**DIRECTIVE**: Select every line of the records below that contains the string "rooftop", and copy each one.
[Begin MATERIAL FOR THIS EXERCISE]
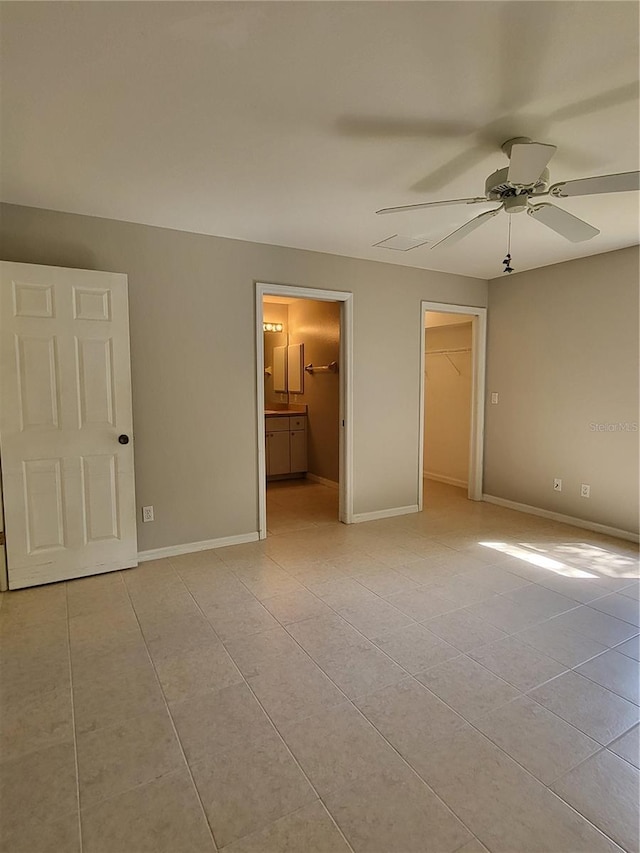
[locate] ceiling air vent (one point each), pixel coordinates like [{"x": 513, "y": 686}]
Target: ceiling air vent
[{"x": 401, "y": 243}]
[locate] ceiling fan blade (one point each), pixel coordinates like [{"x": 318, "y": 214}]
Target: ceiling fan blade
[
  {"x": 563, "y": 223},
  {"x": 528, "y": 160},
  {"x": 404, "y": 207},
  {"x": 621, "y": 183},
  {"x": 467, "y": 228}
]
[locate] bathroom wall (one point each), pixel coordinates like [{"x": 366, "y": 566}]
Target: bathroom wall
[
  {"x": 447, "y": 411},
  {"x": 317, "y": 326}
]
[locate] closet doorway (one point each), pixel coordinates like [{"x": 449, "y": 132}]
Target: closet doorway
[
  {"x": 303, "y": 340},
  {"x": 451, "y": 399}
]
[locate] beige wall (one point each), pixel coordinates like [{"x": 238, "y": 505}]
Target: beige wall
[
  {"x": 447, "y": 408},
  {"x": 192, "y": 303},
  {"x": 563, "y": 354},
  {"x": 317, "y": 326}
]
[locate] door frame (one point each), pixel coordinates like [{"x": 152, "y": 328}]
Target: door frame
[
  {"x": 345, "y": 373},
  {"x": 478, "y": 367}
]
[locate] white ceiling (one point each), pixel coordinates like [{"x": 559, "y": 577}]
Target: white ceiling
[{"x": 291, "y": 123}]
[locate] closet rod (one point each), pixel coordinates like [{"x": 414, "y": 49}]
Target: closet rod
[{"x": 332, "y": 367}]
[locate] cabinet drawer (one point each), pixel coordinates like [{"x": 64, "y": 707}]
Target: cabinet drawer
[{"x": 276, "y": 424}]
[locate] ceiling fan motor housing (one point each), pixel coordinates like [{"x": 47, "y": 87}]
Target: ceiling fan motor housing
[{"x": 498, "y": 188}]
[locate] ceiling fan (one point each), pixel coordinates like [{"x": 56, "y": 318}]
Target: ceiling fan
[{"x": 519, "y": 186}]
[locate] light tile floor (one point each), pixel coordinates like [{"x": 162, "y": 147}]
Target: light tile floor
[{"x": 465, "y": 679}]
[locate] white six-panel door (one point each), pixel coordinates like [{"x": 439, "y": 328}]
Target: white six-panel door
[{"x": 65, "y": 400}]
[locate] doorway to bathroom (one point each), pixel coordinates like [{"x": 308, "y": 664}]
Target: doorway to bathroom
[
  {"x": 451, "y": 404},
  {"x": 303, "y": 371}
]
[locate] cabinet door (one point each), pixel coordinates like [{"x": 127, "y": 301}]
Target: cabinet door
[
  {"x": 278, "y": 453},
  {"x": 298, "y": 440}
]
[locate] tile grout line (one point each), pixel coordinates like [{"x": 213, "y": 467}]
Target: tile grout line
[
  {"x": 358, "y": 711},
  {"x": 246, "y": 682},
  {"x": 73, "y": 715},
  {"x": 173, "y": 725},
  {"x": 412, "y": 676}
]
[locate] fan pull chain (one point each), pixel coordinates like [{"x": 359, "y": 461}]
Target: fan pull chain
[{"x": 507, "y": 260}]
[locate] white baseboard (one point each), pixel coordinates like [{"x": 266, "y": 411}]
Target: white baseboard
[
  {"x": 565, "y": 519},
  {"x": 442, "y": 478},
  {"x": 357, "y": 517},
  {"x": 316, "y": 478},
  {"x": 190, "y": 547}
]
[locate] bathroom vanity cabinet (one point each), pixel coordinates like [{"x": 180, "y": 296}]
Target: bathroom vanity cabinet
[{"x": 286, "y": 444}]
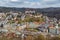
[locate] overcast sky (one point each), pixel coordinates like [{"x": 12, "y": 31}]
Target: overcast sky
[{"x": 30, "y": 3}]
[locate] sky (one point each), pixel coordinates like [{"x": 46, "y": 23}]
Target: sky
[{"x": 30, "y": 3}]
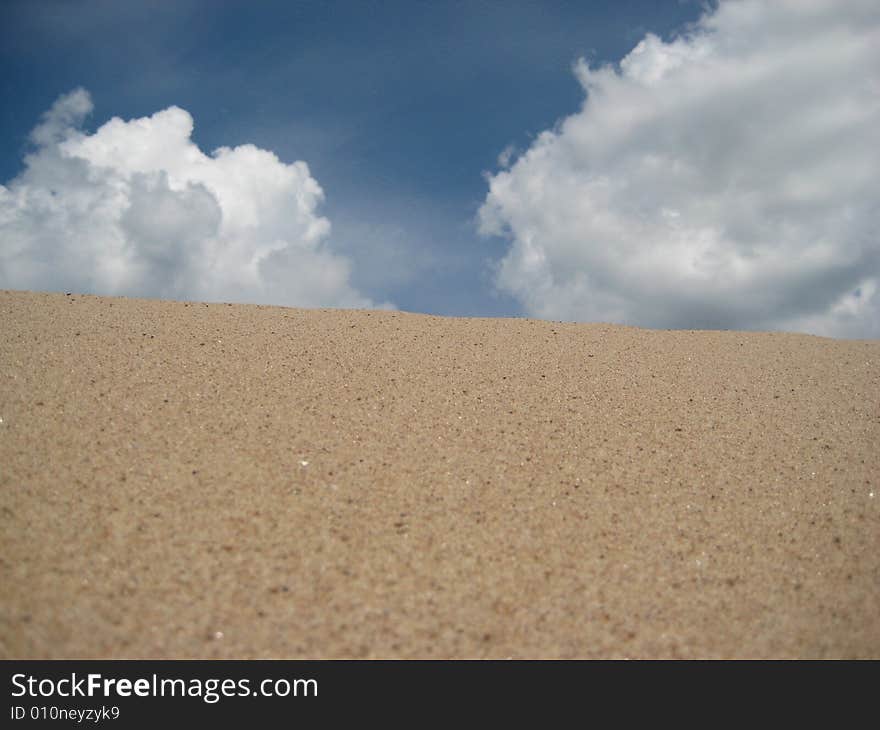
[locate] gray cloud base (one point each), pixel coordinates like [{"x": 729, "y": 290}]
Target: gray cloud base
[
  {"x": 136, "y": 209},
  {"x": 724, "y": 179}
]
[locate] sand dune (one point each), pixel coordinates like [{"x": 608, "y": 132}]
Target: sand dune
[{"x": 190, "y": 480}]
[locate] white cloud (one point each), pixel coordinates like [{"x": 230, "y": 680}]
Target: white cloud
[
  {"x": 727, "y": 178},
  {"x": 138, "y": 209}
]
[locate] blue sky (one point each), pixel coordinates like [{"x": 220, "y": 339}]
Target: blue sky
[{"x": 401, "y": 110}]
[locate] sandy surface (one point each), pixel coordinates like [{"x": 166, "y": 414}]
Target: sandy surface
[{"x": 190, "y": 480}]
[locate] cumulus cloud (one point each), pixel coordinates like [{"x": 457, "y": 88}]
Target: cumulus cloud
[
  {"x": 727, "y": 178},
  {"x": 137, "y": 209}
]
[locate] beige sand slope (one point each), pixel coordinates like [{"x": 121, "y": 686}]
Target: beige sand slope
[{"x": 190, "y": 480}]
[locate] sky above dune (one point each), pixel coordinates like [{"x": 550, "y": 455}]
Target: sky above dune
[{"x": 675, "y": 165}]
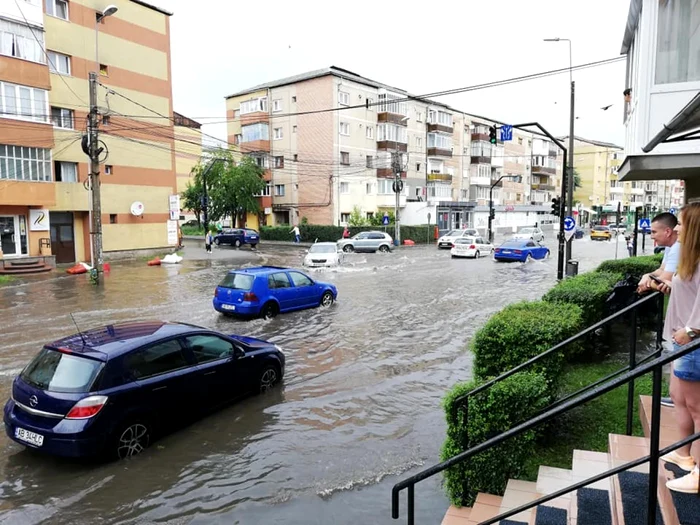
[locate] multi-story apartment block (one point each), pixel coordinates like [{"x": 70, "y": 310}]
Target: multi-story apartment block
[
  {"x": 327, "y": 139},
  {"x": 48, "y": 48}
]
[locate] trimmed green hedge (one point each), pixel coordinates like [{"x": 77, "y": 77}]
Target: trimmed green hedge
[
  {"x": 491, "y": 413},
  {"x": 589, "y": 291},
  {"x": 322, "y": 233},
  {"x": 521, "y": 331}
]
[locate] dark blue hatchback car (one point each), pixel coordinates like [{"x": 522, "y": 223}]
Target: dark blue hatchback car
[{"x": 113, "y": 389}]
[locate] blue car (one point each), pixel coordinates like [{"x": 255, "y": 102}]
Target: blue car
[
  {"x": 112, "y": 390},
  {"x": 237, "y": 237},
  {"x": 266, "y": 291},
  {"x": 520, "y": 250}
]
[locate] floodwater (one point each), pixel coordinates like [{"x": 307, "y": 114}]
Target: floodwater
[{"x": 359, "y": 408}]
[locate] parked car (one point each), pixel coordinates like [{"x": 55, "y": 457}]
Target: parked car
[
  {"x": 448, "y": 240},
  {"x": 522, "y": 250},
  {"x": 532, "y": 233},
  {"x": 112, "y": 390},
  {"x": 367, "y": 242},
  {"x": 266, "y": 291},
  {"x": 323, "y": 254},
  {"x": 237, "y": 237},
  {"x": 471, "y": 247},
  {"x": 601, "y": 233}
]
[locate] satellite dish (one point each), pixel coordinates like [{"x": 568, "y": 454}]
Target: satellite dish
[{"x": 137, "y": 208}]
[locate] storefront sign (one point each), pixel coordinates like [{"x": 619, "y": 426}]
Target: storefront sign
[{"x": 39, "y": 220}]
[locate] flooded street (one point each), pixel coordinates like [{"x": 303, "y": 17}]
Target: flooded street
[{"x": 359, "y": 408}]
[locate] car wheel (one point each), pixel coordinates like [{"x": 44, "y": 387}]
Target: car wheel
[
  {"x": 269, "y": 310},
  {"x": 131, "y": 439},
  {"x": 268, "y": 378},
  {"x": 327, "y": 299}
]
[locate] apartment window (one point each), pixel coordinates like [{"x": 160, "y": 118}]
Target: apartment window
[
  {"x": 66, "y": 171},
  {"x": 62, "y": 118},
  {"x": 677, "y": 46},
  {"x": 23, "y": 102},
  {"x": 259, "y": 131},
  {"x": 59, "y": 63},
  {"x": 17, "y": 40},
  {"x": 57, "y": 8}
]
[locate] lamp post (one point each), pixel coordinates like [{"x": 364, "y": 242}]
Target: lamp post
[{"x": 569, "y": 179}]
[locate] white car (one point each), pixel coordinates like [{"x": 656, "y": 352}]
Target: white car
[
  {"x": 448, "y": 240},
  {"x": 529, "y": 233},
  {"x": 323, "y": 254},
  {"x": 471, "y": 247}
]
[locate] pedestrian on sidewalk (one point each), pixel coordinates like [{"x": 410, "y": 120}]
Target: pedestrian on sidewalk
[{"x": 682, "y": 327}]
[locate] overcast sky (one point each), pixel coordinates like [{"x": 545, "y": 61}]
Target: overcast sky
[{"x": 220, "y": 47}]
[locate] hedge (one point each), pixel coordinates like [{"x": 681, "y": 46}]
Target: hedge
[
  {"x": 491, "y": 413},
  {"x": 323, "y": 233},
  {"x": 589, "y": 291},
  {"x": 521, "y": 331}
]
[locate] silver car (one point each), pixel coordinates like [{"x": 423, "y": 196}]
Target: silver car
[{"x": 367, "y": 242}]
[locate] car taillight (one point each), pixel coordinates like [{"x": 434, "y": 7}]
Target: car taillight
[{"x": 87, "y": 408}]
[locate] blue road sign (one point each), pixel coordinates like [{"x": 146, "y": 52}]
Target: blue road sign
[{"x": 506, "y": 133}]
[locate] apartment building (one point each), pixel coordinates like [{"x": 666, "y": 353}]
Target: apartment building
[
  {"x": 47, "y": 50},
  {"x": 327, "y": 139}
]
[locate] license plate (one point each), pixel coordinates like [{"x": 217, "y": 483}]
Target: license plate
[{"x": 29, "y": 437}]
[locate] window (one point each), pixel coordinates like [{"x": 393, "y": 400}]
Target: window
[
  {"x": 57, "y": 8},
  {"x": 678, "y": 42},
  {"x": 208, "y": 348},
  {"x": 260, "y": 131},
  {"x": 157, "y": 359},
  {"x": 62, "y": 118},
  {"x": 59, "y": 63},
  {"x": 23, "y": 163},
  {"x": 66, "y": 171},
  {"x": 17, "y": 40}
]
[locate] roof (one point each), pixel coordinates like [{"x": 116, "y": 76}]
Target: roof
[{"x": 116, "y": 339}]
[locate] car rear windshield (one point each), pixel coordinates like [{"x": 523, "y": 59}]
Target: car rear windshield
[
  {"x": 56, "y": 371},
  {"x": 237, "y": 281}
]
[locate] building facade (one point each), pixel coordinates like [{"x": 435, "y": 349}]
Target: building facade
[{"x": 48, "y": 49}]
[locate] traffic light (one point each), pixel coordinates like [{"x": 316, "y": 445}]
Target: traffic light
[{"x": 493, "y": 139}]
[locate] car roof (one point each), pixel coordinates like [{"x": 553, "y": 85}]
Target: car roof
[{"x": 115, "y": 339}]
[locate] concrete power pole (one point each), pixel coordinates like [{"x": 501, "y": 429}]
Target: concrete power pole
[{"x": 94, "y": 153}]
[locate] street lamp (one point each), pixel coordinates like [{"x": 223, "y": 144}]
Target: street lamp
[{"x": 570, "y": 177}]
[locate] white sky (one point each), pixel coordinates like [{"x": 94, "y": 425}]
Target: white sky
[{"x": 219, "y": 47}]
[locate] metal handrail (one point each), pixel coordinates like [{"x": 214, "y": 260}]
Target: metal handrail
[{"x": 654, "y": 366}]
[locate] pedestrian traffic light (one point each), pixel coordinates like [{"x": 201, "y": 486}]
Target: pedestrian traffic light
[{"x": 493, "y": 139}]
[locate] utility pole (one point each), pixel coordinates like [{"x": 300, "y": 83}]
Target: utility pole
[{"x": 94, "y": 151}]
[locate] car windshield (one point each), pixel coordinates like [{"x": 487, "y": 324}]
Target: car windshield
[
  {"x": 56, "y": 371},
  {"x": 323, "y": 248},
  {"x": 237, "y": 281}
]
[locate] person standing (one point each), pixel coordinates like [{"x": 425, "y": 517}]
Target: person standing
[{"x": 682, "y": 327}]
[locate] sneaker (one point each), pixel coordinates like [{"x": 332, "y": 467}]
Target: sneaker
[
  {"x": 687, "y": 484},
  {"x": 685, "y": 462}
]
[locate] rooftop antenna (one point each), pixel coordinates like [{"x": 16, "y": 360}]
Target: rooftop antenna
[{"x": 79, "y": 332}]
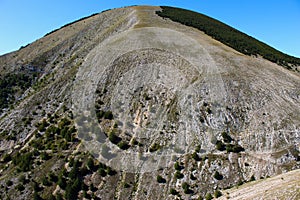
[End MATERIAL FOR THIS EXERCISE]
**SOLUTION**:
[locate] rooftop antenna (one point each), pixel coordinates like [{"x": 16, "y": 360}]
Target: rooftop antenna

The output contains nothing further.